━━━ Raw data ━━━

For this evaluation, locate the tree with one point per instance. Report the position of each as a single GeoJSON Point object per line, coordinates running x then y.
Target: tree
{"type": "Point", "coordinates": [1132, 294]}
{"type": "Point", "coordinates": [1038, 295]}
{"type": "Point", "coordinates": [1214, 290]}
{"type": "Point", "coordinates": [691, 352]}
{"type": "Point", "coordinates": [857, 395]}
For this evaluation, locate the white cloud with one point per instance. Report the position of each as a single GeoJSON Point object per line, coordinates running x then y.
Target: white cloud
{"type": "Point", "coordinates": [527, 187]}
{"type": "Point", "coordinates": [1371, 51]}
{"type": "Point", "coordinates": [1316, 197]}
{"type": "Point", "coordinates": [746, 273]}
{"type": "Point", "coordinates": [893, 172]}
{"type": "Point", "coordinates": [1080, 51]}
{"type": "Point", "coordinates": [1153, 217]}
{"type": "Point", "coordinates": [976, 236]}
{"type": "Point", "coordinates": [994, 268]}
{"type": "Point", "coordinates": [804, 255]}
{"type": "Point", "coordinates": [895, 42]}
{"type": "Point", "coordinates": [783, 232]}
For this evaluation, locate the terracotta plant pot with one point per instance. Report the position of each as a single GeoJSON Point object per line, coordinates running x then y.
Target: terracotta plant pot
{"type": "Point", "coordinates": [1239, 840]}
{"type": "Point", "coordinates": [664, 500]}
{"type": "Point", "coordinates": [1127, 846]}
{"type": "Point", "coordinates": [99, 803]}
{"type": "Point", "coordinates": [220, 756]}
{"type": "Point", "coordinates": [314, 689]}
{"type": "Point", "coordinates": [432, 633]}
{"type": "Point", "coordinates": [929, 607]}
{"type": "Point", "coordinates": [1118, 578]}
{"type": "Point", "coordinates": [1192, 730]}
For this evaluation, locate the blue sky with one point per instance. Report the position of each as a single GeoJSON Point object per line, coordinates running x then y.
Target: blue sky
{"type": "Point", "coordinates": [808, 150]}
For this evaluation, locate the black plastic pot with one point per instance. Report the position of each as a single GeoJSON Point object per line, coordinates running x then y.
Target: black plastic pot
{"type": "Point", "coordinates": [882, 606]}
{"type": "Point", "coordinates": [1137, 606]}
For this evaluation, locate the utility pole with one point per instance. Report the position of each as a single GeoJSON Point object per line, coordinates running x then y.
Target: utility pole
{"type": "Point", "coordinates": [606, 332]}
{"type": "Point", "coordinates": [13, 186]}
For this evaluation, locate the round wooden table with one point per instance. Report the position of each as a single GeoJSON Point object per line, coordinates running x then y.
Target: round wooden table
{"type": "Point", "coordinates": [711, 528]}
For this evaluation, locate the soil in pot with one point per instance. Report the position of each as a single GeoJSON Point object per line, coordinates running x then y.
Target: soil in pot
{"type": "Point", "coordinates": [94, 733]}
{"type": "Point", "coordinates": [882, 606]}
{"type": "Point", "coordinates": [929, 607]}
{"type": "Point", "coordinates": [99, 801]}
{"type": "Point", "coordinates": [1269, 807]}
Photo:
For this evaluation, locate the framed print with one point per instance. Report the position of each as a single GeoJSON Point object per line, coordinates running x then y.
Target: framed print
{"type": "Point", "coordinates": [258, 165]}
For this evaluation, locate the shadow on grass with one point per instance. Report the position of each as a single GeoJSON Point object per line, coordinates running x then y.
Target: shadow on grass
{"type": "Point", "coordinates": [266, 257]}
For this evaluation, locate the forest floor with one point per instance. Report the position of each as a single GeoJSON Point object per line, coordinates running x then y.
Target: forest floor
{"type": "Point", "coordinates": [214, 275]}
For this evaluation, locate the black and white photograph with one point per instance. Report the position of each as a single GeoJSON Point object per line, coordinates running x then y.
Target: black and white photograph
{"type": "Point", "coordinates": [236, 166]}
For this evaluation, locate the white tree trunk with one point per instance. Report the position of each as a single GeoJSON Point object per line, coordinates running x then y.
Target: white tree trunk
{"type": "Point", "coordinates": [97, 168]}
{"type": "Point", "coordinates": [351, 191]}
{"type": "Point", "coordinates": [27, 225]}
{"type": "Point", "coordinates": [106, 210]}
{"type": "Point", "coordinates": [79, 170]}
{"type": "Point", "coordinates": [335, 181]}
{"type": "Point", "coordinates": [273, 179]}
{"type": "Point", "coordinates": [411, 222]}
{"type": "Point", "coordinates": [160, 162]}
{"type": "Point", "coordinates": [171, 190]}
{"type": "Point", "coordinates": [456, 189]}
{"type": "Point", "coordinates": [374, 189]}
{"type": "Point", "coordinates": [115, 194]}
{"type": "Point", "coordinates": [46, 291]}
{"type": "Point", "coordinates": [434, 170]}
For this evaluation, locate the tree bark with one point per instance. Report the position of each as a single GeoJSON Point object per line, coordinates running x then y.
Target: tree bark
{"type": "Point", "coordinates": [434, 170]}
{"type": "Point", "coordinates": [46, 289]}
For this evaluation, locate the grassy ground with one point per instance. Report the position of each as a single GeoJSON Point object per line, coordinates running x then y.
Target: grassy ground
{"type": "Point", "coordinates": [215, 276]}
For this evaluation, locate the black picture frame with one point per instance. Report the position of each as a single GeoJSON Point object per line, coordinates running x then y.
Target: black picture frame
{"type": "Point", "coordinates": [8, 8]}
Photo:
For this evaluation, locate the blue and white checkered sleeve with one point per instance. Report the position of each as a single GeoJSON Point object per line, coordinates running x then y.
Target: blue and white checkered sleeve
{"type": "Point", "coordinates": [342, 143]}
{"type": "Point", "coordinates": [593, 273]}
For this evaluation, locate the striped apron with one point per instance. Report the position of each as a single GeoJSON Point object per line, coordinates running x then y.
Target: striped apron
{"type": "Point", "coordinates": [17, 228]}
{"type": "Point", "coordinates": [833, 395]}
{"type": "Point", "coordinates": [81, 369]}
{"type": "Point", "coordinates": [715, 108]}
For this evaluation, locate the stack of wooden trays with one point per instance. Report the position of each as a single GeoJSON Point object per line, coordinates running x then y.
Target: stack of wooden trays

━━━

Requirement: Beginning at the line that contains "For this evaluation, locate the black picture", retype each line of the listing up to and including the last one, exactly as it stands, and nothing else.

Output below:
For this evaluation, locate the black picture frame with one point per instance. Report the position of each as a single GeoJSON Point object per line, coordinates running x then y.
Target: black picture frame
{"type": "Point", "coordinates": [8, 8]}
Photo:
For this evaluation, locate the blue and white checkered sleeve with one point per instance. Report the position of each as a single GeoJSON Point object per line, coordinates running x then y.
Target: blue and white checkered sleeve
{"type": "Point", "coordinates": [342, 143]}
{"type": "Point", "coordinates": [593, 273]}
For this evaluation, locate the striped apron with one point per instance. Report the position of each as a single GeoJSON Point object per line, coordinates running x then y.
Target: striped apron
{"type": "Point", "coordinates": [17, 228]}
{"type": "Point", "coordinates": [833, 395]}
{"type": "Point", "coordinates": [81, 369]}
{"type": "Point", "coordinates": [715, 108]}
For this evaluation, locate the stack of wooden trays with one point per instance. Report the position of each as a single GeoJSON Point object per line, coordinates running x then y.
Target: stack of wooden trays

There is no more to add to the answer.